===== Text section =====
We add another ExpSineSquared kernel to the one of Example 2.

k0 = WhiteKernel(noise_level=0.3**2, noise_level_bounds=(0.1**2, 0.5**2))

k1 = ConstantKernel(constant_value=2) * \
    ExpSineSquared(length_scale=1.0, periodicity=40, periodicity_bounds=(35, 45))

k2 = ConstantKernel(constant_value=10, constant_value_bounds=(1e-2, 1e3)) * \ 
    RBF(length_scale=100.0, length_scale_bounds=(1, 1e4)) 

k3 = ConstantKernel(constant_value=1) * \ 
    ExpSineSquared(length_scale=1.0, periodicity=12, periodicity_bounds=(10, 15))

kernel_3  = k0 + k1 + k2 + k3
# Define GaussianProcessRegressor object. 
gp3 = GaussianProcessRegressor(
    kernel=kernel_3, 
    n_restarts_optimizer=10, 
    normalize_y=True,
    alpha=0.0
)

Split Data

y = data_df['y3'].values.reshape(n ,1)
y_train = y[:n_train]
y_test = y[n_train:]

Model Fit + Predictions

gp3.fit(X_train, y_train)
GaussianProcessRegressor(alpha=0.0, copy_X_train=True,
                         kernel=WhiteKernel(noise_level=0.09) + 1.41**2 * ExpSineSquared(length_scale=1, periodicity=40) + 3.16**2 * RBF(length_scale=100) + 1**2 * ExpSineSquared(length_scale=1, periodicity=12),
                         n_restarts_optimizer=10, normalize_y=True,
                         optimizer='fmin_l_bfgs_b', random_state=None)
y_pred, y_std = gp3.predict(X, return_std=True)

data_df['y_pred'] = y_pred
data_df['y_std'] = y_std
data_df['y_pred_lwr'] = data_df['y_pred'] - data_df['y_std']
data_df['y_pred_upr'] = data_df['y_pred'] + data_df['y_std']

We plot the predictions:

fig, ax = plt.subplots()

ax.fill_between(
    x=data_df['t'], 
    y1=data_df['y_pred_lwr'], 
    y2=data_df['y_pred_upr'], 
    color='black', 
    alpha=0.15, 
    label='credible_interval'
)

sns.lineplot(x='t', y='y3', data=data_df, label = 'y3', ax=ax)
sns.lineplot(x='t', y='y_pred', data=data_df, label='y_pred', color='black', ax=ax)

ax.axvline(n_train, color='red', linestyle='--', label='train_test_split')
ax.set(title='Prediction Sample Data 3', xlabel='t', ylabel='')
ax.legend(loc='upper left');
png

png

# Compute R-squared. 
gp3.score(X=X_test, y=y_test)
0.9270716869235976

Example 4

In this last example we consider a non-linear trend component.
=====
• Challenge
Answer these questions about the Gaussian process excerpt:
1. What periodicity is set for the ExpSineSquared kernel in k3?
2. What value is given for n_restarts_optimizer when gp3 is defined?
3. What R-squared score does gp3 reach on the test data?
The items that follow have no connection to the Gaussian process excerpt.
===== Dataset extract =====
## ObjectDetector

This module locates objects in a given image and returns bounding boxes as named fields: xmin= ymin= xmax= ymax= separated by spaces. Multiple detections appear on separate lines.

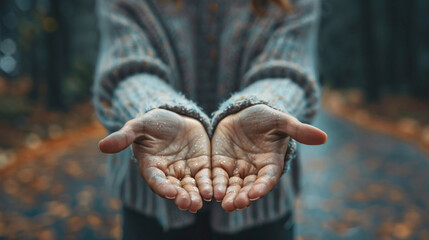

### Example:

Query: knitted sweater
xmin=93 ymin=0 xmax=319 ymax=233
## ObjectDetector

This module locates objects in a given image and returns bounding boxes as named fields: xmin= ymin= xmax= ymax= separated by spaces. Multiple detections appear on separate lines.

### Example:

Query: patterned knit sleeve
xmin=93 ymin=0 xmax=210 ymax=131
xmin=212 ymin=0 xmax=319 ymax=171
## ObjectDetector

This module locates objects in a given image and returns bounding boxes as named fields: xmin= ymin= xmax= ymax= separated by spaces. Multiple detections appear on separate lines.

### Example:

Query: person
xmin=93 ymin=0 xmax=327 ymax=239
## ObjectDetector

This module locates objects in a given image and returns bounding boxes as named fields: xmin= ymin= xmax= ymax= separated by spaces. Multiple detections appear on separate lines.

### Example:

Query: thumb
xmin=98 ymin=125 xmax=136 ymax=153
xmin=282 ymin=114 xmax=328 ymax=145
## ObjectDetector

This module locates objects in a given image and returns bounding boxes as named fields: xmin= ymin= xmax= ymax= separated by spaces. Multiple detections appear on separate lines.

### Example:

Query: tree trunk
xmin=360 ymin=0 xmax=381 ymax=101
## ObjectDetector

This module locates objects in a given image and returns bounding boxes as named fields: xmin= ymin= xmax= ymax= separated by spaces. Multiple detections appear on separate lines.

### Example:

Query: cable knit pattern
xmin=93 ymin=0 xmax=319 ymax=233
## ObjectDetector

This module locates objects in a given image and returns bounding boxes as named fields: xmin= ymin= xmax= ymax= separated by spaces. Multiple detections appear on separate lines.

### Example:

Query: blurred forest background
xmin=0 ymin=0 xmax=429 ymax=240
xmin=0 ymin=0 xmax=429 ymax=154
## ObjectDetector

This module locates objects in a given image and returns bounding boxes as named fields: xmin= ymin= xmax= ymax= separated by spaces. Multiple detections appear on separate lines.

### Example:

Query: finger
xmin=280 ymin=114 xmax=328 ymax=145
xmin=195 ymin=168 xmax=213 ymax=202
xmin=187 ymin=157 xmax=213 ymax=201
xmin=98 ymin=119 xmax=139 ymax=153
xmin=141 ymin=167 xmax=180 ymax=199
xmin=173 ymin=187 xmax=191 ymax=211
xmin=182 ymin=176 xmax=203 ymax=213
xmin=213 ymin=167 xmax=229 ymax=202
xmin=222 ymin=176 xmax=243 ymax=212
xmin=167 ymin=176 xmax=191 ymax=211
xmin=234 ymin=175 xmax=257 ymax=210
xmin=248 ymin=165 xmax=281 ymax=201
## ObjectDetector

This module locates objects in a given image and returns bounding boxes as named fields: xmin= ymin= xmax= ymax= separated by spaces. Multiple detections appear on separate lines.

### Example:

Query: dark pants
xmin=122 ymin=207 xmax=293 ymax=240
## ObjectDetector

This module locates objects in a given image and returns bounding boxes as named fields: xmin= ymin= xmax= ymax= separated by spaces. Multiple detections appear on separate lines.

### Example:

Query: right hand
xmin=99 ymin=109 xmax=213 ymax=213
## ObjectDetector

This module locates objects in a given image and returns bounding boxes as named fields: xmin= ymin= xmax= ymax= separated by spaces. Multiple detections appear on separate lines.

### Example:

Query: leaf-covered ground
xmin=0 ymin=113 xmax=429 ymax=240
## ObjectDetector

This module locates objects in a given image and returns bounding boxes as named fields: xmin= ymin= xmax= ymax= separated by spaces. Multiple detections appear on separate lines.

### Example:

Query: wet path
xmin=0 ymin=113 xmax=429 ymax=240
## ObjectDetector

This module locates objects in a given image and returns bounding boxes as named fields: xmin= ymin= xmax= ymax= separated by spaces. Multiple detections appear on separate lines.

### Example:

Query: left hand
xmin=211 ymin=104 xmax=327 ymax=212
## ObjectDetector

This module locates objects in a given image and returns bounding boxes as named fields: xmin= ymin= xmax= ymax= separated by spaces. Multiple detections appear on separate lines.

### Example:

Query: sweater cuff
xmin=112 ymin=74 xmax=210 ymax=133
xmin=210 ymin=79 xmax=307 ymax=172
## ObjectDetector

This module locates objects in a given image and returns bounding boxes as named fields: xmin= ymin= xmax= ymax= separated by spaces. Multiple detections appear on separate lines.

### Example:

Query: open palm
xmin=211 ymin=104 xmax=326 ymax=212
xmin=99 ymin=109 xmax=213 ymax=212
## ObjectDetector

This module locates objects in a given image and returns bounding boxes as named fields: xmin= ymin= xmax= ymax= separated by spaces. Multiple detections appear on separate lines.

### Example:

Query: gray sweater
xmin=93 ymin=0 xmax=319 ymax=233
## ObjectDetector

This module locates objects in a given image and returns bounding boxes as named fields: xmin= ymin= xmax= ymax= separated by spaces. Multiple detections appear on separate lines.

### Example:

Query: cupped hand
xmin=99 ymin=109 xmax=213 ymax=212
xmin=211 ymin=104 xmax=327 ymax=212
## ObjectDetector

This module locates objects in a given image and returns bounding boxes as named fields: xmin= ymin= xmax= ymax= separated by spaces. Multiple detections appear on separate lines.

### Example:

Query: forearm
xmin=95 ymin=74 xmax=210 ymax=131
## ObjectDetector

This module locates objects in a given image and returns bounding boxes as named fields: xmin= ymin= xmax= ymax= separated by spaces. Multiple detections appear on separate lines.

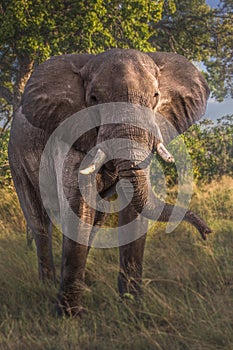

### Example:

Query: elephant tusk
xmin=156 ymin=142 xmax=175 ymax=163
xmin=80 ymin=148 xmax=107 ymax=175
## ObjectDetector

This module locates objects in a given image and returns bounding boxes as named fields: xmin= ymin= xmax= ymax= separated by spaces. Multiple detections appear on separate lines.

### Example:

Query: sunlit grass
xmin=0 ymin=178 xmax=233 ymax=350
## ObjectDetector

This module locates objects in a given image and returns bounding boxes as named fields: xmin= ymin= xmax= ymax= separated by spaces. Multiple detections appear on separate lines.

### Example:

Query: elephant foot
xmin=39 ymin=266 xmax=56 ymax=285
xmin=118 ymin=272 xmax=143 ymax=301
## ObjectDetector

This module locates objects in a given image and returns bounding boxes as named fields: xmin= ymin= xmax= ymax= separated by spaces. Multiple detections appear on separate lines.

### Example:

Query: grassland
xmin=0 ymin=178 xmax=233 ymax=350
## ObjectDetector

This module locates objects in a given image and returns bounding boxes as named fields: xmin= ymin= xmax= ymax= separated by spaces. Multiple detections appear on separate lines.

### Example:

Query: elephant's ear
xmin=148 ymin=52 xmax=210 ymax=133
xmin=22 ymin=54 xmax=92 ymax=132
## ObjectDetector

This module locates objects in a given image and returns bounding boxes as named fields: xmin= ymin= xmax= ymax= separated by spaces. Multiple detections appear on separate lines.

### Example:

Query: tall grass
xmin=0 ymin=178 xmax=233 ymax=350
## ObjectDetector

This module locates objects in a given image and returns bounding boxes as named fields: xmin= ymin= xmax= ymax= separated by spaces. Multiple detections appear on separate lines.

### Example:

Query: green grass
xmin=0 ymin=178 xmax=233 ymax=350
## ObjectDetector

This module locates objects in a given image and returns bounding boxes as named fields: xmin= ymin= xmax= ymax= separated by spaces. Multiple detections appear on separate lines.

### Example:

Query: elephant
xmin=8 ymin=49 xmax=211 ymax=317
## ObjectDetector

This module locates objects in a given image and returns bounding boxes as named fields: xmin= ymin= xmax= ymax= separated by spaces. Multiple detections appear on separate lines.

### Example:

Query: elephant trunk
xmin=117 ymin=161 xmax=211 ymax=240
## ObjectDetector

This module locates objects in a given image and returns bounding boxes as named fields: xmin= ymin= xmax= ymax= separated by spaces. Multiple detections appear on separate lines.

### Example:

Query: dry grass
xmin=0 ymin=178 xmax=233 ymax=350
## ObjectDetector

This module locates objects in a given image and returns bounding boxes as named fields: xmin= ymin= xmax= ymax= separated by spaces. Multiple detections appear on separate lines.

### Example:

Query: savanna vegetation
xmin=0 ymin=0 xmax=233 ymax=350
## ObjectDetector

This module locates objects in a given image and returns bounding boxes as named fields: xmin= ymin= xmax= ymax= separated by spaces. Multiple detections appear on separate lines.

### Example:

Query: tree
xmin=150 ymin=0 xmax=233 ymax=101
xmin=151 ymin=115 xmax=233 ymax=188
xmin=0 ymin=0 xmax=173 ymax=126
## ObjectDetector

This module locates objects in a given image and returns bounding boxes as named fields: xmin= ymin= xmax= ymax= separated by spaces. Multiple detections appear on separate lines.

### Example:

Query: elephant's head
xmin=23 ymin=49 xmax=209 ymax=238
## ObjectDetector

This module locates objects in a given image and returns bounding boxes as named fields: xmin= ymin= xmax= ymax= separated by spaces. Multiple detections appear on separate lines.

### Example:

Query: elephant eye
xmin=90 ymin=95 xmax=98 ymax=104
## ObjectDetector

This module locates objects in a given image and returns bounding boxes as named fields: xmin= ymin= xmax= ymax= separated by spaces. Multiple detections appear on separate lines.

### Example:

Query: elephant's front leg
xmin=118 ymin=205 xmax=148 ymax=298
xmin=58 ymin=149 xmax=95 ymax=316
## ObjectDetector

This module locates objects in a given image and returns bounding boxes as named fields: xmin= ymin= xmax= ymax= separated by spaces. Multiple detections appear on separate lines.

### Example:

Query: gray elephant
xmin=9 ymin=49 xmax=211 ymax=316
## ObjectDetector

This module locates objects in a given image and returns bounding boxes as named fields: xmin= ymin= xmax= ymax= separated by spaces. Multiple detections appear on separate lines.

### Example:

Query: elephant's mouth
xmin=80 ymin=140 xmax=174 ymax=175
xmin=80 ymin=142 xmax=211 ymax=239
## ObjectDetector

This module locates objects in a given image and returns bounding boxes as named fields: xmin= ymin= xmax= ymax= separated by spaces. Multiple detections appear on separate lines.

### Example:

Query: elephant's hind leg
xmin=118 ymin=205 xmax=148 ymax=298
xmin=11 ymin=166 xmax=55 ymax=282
=====
===== Dataset extract =====
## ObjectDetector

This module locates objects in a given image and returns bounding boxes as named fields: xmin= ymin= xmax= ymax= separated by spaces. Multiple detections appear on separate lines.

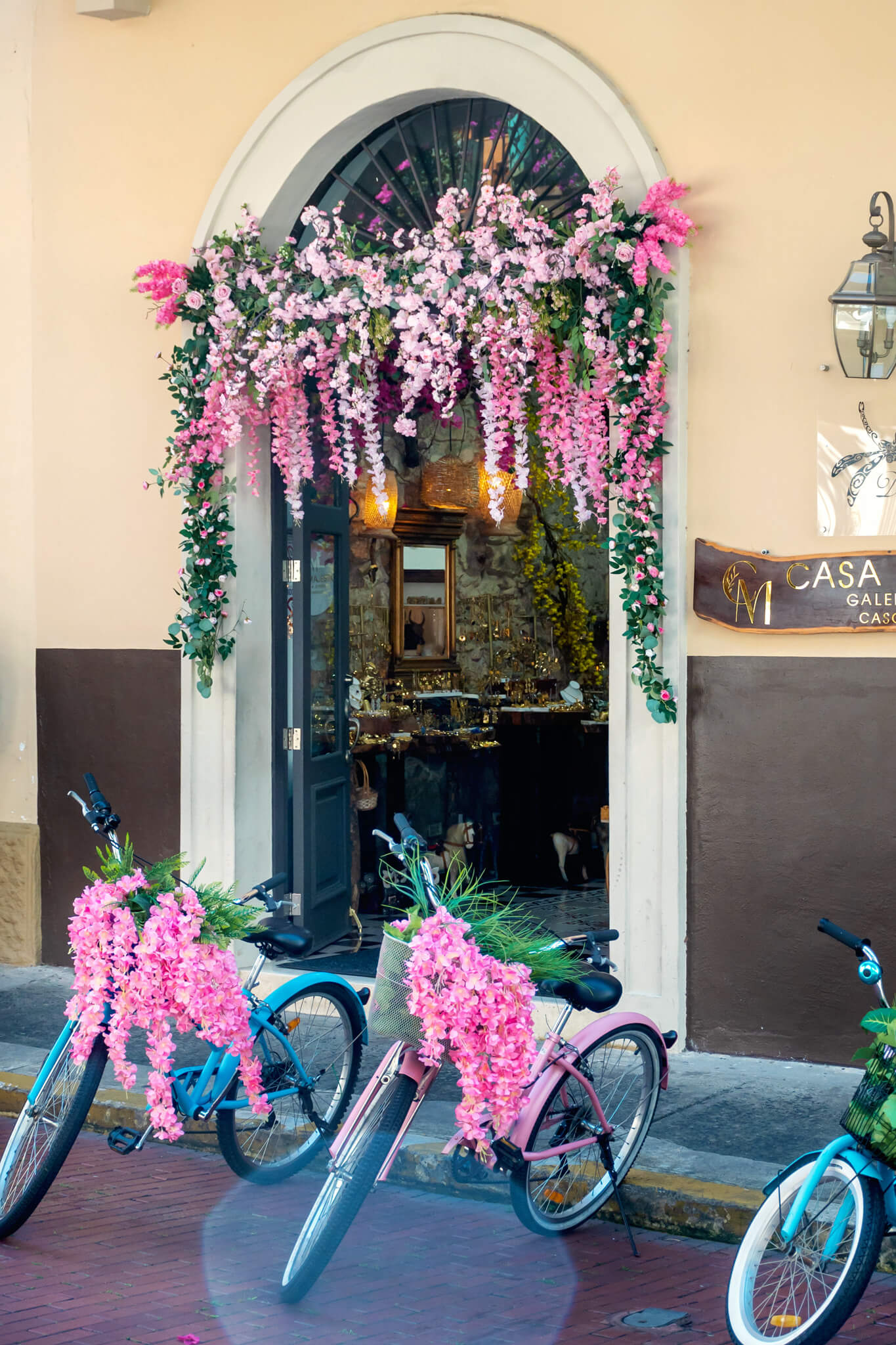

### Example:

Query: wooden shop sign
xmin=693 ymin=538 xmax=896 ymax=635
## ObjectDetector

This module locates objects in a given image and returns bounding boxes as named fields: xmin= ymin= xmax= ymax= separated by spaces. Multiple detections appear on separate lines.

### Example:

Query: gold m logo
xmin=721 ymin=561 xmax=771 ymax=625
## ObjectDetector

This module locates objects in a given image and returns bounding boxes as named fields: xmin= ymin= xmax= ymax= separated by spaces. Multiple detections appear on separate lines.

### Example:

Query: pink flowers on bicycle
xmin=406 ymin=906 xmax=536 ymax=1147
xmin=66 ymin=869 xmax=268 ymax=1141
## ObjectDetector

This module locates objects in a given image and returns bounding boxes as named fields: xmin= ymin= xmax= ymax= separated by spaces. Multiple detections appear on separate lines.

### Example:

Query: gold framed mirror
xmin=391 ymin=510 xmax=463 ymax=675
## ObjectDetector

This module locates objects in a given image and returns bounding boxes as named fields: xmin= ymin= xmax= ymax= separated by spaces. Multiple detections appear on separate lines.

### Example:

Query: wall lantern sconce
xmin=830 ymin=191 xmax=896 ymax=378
=====
• Full response
1. 12
2. 10
3. 0.9270716869235976